STATED TASK: Extract every line below that contains the string "road" and copy each one in full. The match is case-sensitive.

DATASET EXCERPTS:
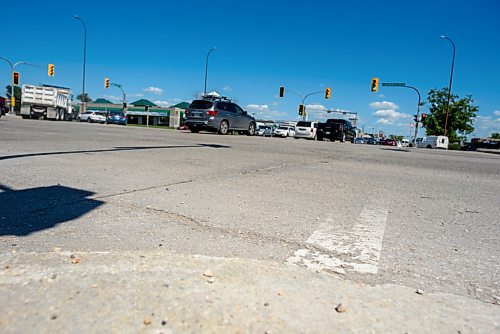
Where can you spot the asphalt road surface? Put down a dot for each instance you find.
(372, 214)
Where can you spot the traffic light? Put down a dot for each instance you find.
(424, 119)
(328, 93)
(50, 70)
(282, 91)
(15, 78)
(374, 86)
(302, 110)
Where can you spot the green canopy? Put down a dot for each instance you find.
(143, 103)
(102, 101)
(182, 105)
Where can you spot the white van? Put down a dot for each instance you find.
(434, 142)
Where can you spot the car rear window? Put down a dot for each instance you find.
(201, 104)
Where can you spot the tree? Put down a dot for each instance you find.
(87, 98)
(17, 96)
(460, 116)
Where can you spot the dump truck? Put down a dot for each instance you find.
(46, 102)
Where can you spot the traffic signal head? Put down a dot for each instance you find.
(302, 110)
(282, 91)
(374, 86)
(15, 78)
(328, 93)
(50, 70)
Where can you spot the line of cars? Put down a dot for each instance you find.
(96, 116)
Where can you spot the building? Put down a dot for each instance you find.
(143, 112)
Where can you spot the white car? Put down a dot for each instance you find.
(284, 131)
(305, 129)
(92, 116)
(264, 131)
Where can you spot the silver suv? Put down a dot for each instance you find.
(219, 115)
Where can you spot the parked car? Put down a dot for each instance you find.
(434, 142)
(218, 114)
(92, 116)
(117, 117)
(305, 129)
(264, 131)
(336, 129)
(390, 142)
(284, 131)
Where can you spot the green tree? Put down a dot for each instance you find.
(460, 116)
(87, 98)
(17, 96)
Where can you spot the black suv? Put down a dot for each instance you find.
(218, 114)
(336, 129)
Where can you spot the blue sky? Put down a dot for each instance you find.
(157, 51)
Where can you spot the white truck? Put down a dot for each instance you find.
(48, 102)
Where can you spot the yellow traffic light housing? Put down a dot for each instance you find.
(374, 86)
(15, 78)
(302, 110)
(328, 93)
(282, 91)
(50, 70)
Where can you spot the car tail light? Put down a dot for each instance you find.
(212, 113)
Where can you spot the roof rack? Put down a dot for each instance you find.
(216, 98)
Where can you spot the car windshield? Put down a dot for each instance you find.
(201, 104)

--

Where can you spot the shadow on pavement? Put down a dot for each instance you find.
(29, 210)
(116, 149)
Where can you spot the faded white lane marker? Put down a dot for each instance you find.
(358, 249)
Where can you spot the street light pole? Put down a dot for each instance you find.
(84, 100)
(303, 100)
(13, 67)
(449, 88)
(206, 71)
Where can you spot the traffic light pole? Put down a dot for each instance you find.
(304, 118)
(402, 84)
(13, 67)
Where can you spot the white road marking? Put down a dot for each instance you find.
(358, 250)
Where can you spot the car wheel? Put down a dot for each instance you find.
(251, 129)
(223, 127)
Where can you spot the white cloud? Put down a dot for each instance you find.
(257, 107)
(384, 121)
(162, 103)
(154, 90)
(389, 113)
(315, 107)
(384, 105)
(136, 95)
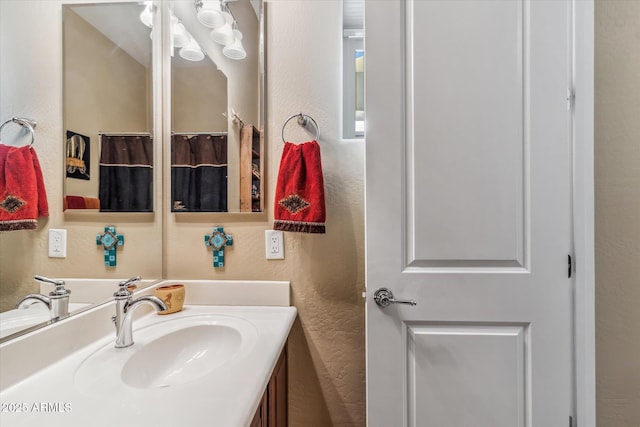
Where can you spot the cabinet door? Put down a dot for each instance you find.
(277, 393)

TASK ANSWER:
Where can you spot the asphalt road surface? Put down a dot for each instance you find.
Where can you spot the white road marking? Put down a dot for each instance you find.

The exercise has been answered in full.